Dataset records:
________________________________________

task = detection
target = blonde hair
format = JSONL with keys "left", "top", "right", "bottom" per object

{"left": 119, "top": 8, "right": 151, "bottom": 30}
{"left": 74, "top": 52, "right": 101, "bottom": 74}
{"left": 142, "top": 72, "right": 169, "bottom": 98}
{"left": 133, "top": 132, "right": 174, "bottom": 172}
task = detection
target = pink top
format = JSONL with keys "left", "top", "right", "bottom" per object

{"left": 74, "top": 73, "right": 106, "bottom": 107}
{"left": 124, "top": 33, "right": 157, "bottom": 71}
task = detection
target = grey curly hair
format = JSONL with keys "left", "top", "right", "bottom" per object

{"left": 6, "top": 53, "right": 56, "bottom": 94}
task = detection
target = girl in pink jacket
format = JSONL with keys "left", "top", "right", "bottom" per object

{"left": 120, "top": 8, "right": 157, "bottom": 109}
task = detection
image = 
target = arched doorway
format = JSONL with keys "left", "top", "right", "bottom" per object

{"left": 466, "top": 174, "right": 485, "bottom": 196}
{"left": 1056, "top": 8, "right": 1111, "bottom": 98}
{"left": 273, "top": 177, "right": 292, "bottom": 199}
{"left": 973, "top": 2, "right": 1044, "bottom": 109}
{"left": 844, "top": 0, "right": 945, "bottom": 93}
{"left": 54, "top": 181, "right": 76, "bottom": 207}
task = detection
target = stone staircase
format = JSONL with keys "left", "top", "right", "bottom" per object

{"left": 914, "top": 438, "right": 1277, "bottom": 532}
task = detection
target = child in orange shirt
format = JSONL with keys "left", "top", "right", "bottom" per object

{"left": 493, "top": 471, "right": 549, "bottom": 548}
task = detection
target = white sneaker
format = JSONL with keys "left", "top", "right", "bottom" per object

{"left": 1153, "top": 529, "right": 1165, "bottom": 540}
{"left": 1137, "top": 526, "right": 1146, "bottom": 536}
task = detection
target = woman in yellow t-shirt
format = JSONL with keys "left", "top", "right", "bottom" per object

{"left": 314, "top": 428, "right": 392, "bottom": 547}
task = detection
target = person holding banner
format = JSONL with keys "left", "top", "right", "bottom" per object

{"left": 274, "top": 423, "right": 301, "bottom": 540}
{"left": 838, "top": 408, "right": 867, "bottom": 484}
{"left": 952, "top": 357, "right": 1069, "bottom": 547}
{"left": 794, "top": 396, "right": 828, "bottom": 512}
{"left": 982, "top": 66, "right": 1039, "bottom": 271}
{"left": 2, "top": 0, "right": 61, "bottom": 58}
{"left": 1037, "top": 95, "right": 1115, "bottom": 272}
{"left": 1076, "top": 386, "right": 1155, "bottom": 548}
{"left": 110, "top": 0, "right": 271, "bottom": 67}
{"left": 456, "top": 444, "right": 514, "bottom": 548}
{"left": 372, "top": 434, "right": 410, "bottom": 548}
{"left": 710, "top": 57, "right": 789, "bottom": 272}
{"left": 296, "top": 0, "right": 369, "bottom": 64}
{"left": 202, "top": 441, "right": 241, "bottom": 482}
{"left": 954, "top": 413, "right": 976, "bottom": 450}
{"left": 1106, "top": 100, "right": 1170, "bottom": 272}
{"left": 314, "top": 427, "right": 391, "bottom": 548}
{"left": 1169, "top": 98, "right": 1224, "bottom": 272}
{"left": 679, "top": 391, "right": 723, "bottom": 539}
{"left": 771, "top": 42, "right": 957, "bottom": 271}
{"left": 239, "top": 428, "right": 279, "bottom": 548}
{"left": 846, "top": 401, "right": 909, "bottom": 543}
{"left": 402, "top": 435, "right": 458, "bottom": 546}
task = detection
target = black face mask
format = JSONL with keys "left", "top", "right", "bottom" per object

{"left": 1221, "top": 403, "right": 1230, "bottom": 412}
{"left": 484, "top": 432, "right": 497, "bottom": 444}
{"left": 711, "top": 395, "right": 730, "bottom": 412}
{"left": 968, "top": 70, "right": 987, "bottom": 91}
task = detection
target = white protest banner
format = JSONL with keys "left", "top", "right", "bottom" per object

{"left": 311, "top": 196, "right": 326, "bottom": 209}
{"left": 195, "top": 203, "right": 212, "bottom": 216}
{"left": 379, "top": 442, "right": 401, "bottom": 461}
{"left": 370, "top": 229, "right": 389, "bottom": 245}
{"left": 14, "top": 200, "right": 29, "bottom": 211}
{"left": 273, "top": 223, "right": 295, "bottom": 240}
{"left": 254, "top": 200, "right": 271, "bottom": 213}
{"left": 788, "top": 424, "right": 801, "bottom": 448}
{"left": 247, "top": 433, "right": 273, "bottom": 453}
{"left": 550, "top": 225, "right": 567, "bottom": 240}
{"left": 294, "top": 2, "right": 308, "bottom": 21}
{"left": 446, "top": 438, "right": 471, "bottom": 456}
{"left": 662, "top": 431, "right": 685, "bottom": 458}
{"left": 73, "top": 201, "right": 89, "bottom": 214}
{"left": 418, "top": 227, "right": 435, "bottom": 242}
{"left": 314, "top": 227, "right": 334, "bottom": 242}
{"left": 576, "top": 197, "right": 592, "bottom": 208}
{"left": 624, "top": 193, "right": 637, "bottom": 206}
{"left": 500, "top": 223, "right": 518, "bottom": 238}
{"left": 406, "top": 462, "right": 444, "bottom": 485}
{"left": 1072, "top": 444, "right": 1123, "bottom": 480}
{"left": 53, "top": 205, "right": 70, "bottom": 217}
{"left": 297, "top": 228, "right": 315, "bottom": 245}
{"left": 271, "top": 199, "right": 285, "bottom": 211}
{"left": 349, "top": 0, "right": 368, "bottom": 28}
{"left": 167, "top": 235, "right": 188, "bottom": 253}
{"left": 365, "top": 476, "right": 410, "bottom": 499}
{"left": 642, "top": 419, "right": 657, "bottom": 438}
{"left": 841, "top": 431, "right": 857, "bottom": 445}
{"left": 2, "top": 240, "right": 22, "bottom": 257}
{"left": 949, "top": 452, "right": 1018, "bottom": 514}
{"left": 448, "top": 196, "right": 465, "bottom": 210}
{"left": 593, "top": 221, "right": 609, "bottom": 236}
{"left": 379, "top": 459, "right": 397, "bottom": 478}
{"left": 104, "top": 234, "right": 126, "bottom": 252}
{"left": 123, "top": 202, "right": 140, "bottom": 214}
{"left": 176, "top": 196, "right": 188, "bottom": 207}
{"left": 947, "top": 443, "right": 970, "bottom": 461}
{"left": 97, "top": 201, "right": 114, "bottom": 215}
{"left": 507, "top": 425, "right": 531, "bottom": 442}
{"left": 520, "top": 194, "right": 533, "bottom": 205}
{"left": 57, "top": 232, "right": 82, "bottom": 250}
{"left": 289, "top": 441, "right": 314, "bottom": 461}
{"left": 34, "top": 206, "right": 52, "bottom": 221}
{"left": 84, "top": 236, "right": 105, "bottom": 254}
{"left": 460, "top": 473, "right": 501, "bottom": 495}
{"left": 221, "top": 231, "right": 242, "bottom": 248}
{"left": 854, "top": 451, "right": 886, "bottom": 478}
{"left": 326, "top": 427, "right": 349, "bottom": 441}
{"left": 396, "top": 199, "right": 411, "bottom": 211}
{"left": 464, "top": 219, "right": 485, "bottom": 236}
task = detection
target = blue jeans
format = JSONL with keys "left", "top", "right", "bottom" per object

________________________________________

Beginning of the records through the line with "target = person holding banner": return that span exactly and stop there.

task = detection
target = blonde hair
format = JSONL with keys "left", "top", "right", "bottom" per object

{"left": 119, "top": 8, "right": 151, "bottom": 30}
{"left": 74, "top": 52, "right": 101, "bottom": 74}
{"left": 142, "top": 72, "right": 169, "bottom": 98}
{"left": 133, "top": 132, "right": 174, "bottom": 172}
task = detection
target = pink top
format = JSONL with keys "left", "top", "right", "bottom" per object

{"left": 74, "top": 73, "right": 106, "bottom": 107}
{"left": 124, "top": 33, "right": 157, "bottom": 71}
task = detection
target = grey curly hair
format = JSONL with keys "left", "top", "right", "bottom" per object

{"left": 6, "top": 53, "right": 56, "bottom": 94}
task = detection
target = girl in pink jacket
format = JSONL with keys "left", "top", "right", "bottom" per object

{"left": 120, "top": 8, "right": 157, "bottom": 109}
task = detection
image = 
target = arched doorway
format = JSONL with keys "left", "top", "right", "bottom" per object

{"left": 466, "top": 174, "right": 485, "bottom": 196}
{"left": 1056, "top": 8, "right": 1111, "bottom": 98}
{"left": 273, "top": 177, "right": 292, "bottom": 199}
{"left": 973, "top": 2, "right": 1044, "bottom": 109}
{"left": 844, "top": 0, "right": 945, "bottom": 93}
{"left": 54, "top": 181, "right": 76, "bottom": 207}
task = detection
target = stone staircase
format = JSONL with keys "left", "top", "right", "bottom" per object

{"left": 914, "top": 438, "right": 1277, "bottom": 532}
task = detection
target = child in orange shirt
format = JSONL with keys "left", "top", "right", "bottom" per object

{"left": 493, "top": 471, "right": 549, "bottom": 548}
task = detection
target = white sneaker
format = JSONL with keys "left", "top", "right", "bottom" per object

{"left": 1153, "top": 529, "right": 1165, "bottom": 540}
{"left": 1137, "top": 526, "right": 1146, "bottom": 536}
task = detection
target = woman in yellow t-shirt
format = JSONL with keys "left", "top", "right", "bottom" per object

{"left": 314, "top": 428, "right": 392, "bottom": 547}
task = detection
target = person holding banner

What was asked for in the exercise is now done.